GIVEN INSTRUCTION: Write out the passage on stablecoin payment activity word for word, covering the stretch from "Why Most Stablecoin" through "the traditional sense.".

** START SOURCE EXTRACT **

The Real Payment Activity Breakdown
The research identified three primary use cases where stablecoins are actually functioning as payment rails. Business-to-business (B2B) transactions dominate this space with $226 billion in annual volume, representing the largest category of legitimate stablecoin payments. Global payroll processing and remittances account for $90 billion in activity, enabling faster cross-border transfers compared to traditional banking channels. Capital markets settlements, including automated fund transfers, contributed approximately $8 billion to the genuine payment ecosystem.
These figures may seem substantial, but they represent just 0.02% of the overall global payments market, which McKinsey estimates at over $2 quadrillion annually. This context underscores how early-stage stablecoin adoption remains despite years of development and increasing institutional interest.
Why Most Stablecoin Volume Isn’t Real Payments
The gap between headline figures and actual payment activity stems from the composition of blockchain transaction volume. The overwhelming majority of stablecoin activity consists of cryptocurrency trading, internal protocol transfers, or platform-level operations that never reach end users. These mechanical transactions inflate headline numbers without generating economic value in the traditional sense.

** END SOURCE EXTRACT **
** START SUPPLIED DATA **

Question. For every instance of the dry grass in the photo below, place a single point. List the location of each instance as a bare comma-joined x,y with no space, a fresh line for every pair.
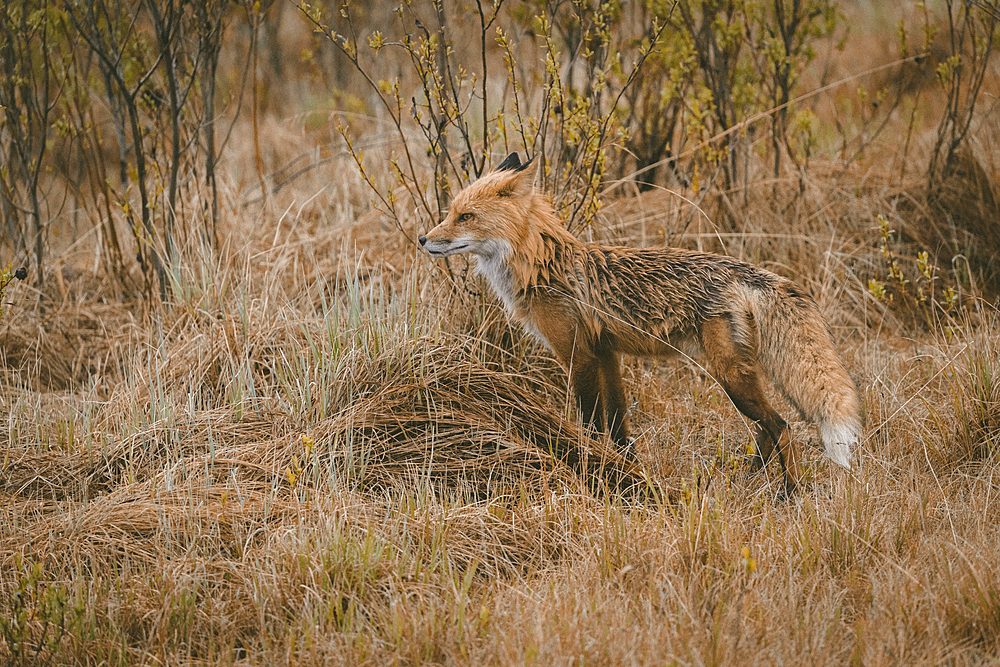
326,453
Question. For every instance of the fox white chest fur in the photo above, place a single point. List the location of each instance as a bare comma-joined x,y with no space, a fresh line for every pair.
590,304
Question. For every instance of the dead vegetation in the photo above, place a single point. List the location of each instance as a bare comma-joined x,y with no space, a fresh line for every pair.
326,448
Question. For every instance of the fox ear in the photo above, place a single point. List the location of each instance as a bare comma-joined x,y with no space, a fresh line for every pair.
521,181
511,163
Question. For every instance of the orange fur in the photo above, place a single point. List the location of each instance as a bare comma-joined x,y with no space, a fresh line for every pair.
590,303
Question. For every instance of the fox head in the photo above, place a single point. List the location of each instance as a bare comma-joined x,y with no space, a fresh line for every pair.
489,217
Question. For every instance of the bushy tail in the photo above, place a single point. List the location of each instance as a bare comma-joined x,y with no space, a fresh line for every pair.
796,349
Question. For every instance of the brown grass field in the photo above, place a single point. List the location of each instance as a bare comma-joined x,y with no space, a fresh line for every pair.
326,451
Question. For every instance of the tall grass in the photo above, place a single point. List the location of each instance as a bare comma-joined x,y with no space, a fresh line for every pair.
327,448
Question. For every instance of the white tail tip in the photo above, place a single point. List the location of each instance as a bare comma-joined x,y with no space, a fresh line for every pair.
838,442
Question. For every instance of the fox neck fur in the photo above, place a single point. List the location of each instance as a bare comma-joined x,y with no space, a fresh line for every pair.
591,303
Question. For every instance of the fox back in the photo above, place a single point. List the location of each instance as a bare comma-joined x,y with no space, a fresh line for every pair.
590,303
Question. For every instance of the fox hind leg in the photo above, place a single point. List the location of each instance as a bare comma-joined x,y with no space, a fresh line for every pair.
732,365
585,373
615,403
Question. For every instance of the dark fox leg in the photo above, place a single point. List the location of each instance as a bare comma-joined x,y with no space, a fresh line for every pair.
763,446
615,404
733,367
586,377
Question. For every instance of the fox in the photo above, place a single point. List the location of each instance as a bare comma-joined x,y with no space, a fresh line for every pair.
590,304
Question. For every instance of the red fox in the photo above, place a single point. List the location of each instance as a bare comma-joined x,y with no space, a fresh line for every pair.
590,304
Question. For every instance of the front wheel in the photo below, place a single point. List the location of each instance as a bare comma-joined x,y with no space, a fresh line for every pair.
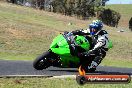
42,62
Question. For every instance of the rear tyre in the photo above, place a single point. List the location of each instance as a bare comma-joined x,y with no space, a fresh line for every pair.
81,80
42,61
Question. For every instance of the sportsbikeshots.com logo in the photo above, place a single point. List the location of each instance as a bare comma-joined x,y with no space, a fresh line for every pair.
103,78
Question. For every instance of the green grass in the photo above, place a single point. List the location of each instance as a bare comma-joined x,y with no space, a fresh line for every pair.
52,83
25,33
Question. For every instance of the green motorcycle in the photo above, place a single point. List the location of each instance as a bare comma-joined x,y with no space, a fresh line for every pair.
63,52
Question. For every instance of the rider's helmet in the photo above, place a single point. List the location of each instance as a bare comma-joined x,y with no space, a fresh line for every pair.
95,26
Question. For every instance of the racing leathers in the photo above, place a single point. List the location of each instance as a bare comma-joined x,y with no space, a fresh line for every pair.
99,46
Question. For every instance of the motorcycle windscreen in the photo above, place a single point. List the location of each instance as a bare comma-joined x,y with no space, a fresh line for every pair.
83,42
60,45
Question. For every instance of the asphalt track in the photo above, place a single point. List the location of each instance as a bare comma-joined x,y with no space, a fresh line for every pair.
26,68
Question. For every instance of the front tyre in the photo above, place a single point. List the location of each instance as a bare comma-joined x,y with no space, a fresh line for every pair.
42,62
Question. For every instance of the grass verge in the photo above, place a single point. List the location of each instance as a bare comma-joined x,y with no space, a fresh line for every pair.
52,83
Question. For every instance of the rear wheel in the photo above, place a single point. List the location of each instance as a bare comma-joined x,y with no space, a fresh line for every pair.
88,70
42,61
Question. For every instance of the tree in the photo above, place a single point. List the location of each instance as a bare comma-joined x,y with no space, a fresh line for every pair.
130,24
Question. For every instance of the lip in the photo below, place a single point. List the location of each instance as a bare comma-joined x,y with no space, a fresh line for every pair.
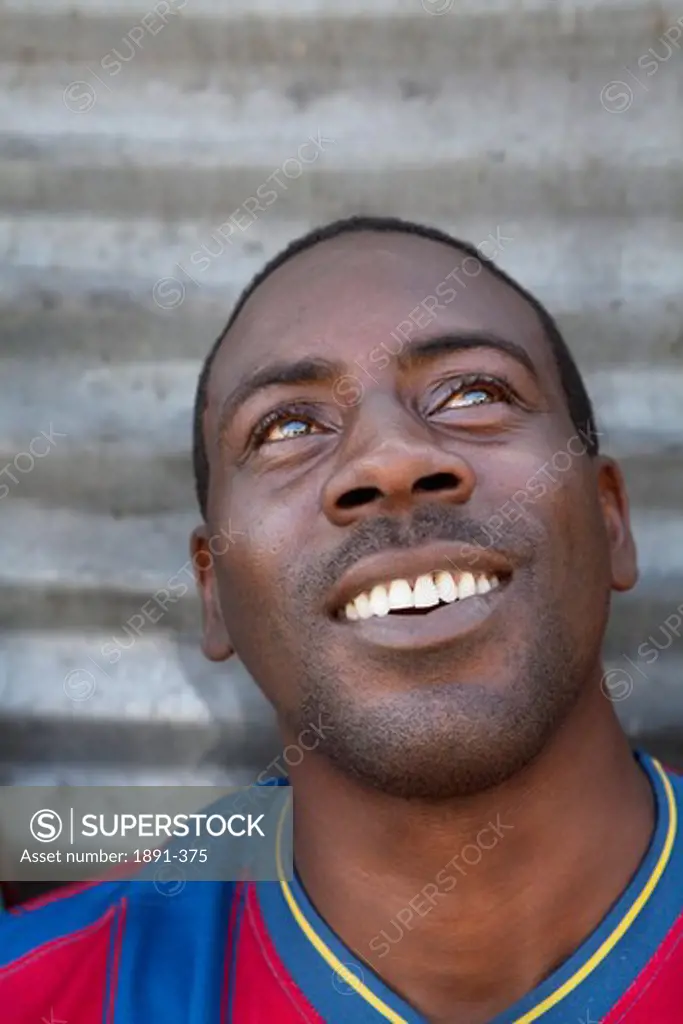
440,628
408,564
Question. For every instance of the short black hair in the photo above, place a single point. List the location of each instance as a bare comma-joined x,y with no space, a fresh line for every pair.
579,401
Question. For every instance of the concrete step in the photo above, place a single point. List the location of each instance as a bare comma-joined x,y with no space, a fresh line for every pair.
373,122
164,713
72,279
147,406
115,318
133,577
161,706
67,773
124,479
326,34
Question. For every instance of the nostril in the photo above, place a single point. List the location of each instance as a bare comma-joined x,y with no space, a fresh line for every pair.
357,497
436,481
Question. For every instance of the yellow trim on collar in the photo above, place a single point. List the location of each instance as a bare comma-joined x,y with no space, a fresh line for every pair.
551,1000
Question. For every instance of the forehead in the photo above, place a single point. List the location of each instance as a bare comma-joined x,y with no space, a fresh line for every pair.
348,294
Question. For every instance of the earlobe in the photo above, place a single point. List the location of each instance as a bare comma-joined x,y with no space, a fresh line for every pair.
614,505
215,641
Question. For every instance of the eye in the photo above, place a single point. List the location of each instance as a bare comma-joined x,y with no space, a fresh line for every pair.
476,390
285,425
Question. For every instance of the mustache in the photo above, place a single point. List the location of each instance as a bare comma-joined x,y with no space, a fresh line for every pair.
427,523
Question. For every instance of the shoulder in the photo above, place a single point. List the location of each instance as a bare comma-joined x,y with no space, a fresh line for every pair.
74,918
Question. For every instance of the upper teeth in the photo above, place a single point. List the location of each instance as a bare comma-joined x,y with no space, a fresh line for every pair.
426,592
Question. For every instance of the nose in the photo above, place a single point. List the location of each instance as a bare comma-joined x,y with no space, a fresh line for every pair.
395,471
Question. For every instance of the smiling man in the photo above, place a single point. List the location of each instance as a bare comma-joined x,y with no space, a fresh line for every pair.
429,542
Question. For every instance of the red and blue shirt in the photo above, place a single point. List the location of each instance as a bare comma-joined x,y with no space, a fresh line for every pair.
126,952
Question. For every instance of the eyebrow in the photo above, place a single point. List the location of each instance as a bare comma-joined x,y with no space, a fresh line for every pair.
430,348
322,371
300,373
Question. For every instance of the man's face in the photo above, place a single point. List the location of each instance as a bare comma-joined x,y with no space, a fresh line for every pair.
423,552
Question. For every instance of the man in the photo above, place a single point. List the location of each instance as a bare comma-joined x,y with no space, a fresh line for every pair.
474,840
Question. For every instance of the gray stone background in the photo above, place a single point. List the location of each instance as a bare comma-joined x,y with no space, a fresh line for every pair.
137,143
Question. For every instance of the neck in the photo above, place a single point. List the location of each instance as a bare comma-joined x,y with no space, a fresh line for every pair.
423,894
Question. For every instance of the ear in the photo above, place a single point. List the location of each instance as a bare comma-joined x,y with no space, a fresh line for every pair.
215,641
614,505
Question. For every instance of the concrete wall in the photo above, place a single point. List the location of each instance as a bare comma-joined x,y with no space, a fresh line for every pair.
128,136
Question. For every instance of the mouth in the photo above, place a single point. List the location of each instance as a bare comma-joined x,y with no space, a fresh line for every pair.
422,597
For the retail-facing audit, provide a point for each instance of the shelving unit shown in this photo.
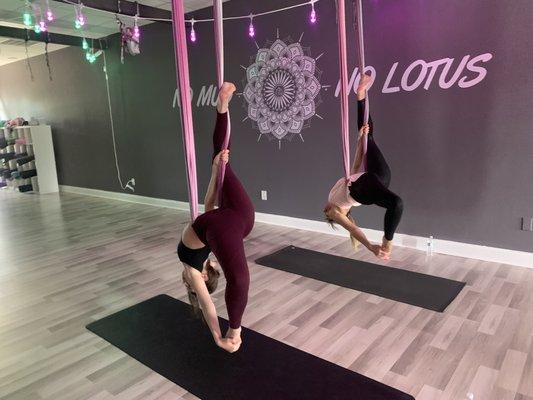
(27, 160)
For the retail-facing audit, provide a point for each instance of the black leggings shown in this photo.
(372, 186)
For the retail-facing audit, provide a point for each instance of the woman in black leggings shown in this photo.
(370, 187)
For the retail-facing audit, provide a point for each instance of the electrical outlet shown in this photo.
(527, 224)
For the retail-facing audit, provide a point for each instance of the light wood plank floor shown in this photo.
(68, 260)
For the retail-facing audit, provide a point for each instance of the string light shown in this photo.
(312, 16)
(80, 18)
(41, 25)
(49, 13)
(193, 32)
(251, 29)
(136, 30)
(27, 15)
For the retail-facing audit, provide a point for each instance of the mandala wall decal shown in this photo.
(282, 85)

** END SUPPLIED DATA **

FINAL RESULT:
Why Most Stablecoin Volume Isn’t Real Payments
The gap between headline figures and actual payment activity stems from the composition of blockchain transaction volume. The overwhelming majority of stablecoin activity consists of cryptocurrency trading, internal protocol transfers, or platform-level operations that never reach end users. These mechanical transactions inflate headline numbers without generating economic value in the traditional sense.